> [What you need to do]:
**1.** Reproduce the part of the Dask decorator post starting at "out1 = client.submit(add, 1, 2)" and ending at "out3.result()".
**2.** For each statement, say whether the post on Dask decorators agrees, answering yes or no and quoting the words that decide it: (a) The author gets a PicklingError in every case. (b) The example operations would be high-compute tasks in reality. (c) The author says .map() could replace .submit() with some refactoring.
*** Passage given ***
Bringing a decorator-based approach to dask distributed

Overview

In short, I love Dask distributed, but I also love the decorators from Dask delayed. I have an approach that kind of works, but I’m receiving a PicklingError in one edge case that I’d love insight on.

Setup

Without any decorators, let’s consider the following operations. Obviously, in reality, they would be high-compute tasks.

from dask.distributed import Client

client = Client()

def add(a, b):
    return a + b

def make_more(val):
    return [val] * 3

def add_distributed(vals, c):
    return [add(val, c) for val in vals]

out1 = client.submit(add, 1, 2) # 3
out2 = client.submit(make_more, out1) # [3, 3, 3]
out3 = client.submit(add_distributed, out2, 3) # [6, 6, 6]
out3.result()

I understand that it is possible to be using .map() here instead of .submit() with some refactoring, but in the spirit of decorators, I want to keep the underlying code largely in tact.
*** Record set ***
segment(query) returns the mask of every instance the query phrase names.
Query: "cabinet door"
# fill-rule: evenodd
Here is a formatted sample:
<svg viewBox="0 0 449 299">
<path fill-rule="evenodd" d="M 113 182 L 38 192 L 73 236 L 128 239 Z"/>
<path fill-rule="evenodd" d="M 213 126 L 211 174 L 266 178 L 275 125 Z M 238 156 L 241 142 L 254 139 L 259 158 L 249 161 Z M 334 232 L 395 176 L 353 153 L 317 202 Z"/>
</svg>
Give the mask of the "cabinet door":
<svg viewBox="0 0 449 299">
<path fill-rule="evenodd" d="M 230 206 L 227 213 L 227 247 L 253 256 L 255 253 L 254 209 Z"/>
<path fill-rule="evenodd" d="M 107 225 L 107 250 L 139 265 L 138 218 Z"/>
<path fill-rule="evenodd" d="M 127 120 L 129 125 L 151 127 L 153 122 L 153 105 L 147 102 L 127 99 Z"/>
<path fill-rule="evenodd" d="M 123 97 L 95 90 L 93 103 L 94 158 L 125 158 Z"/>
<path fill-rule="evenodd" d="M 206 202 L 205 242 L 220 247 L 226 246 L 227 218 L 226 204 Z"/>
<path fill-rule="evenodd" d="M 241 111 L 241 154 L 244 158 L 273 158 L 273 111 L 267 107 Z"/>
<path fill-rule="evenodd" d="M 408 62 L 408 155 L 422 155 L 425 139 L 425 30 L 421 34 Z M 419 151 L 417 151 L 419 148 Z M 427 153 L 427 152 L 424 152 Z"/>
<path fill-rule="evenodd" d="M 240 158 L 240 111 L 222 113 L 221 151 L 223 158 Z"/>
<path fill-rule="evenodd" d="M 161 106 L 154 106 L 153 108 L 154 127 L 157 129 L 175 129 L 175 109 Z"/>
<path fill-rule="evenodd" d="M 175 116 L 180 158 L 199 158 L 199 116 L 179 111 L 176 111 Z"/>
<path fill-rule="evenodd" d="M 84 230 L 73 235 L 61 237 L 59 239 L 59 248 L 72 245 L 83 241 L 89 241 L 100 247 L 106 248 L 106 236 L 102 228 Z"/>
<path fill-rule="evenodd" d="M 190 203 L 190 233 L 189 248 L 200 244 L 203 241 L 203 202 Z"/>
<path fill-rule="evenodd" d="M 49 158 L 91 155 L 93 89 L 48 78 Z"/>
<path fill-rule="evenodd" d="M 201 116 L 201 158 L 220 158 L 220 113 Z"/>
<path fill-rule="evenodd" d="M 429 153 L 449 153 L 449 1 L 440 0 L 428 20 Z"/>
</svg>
***
> [Exercise results]:
**1.**
out1 = client.submit(add, 1, 2) # 3
out2 = client.submit(make_more, out1) # [3, 3, 3]
out3 = client.submit(add_distributed, out2, 3) # [6, 6, 6]
out3.result()

**2.**
(a) No: "I’m receiving a PicklingError in one edge case"
(b) Yes: "in reality, they would be high-compute tasks"
(c) Yes: "it is possible to be using .map() here instead of .submit() with some refactoring"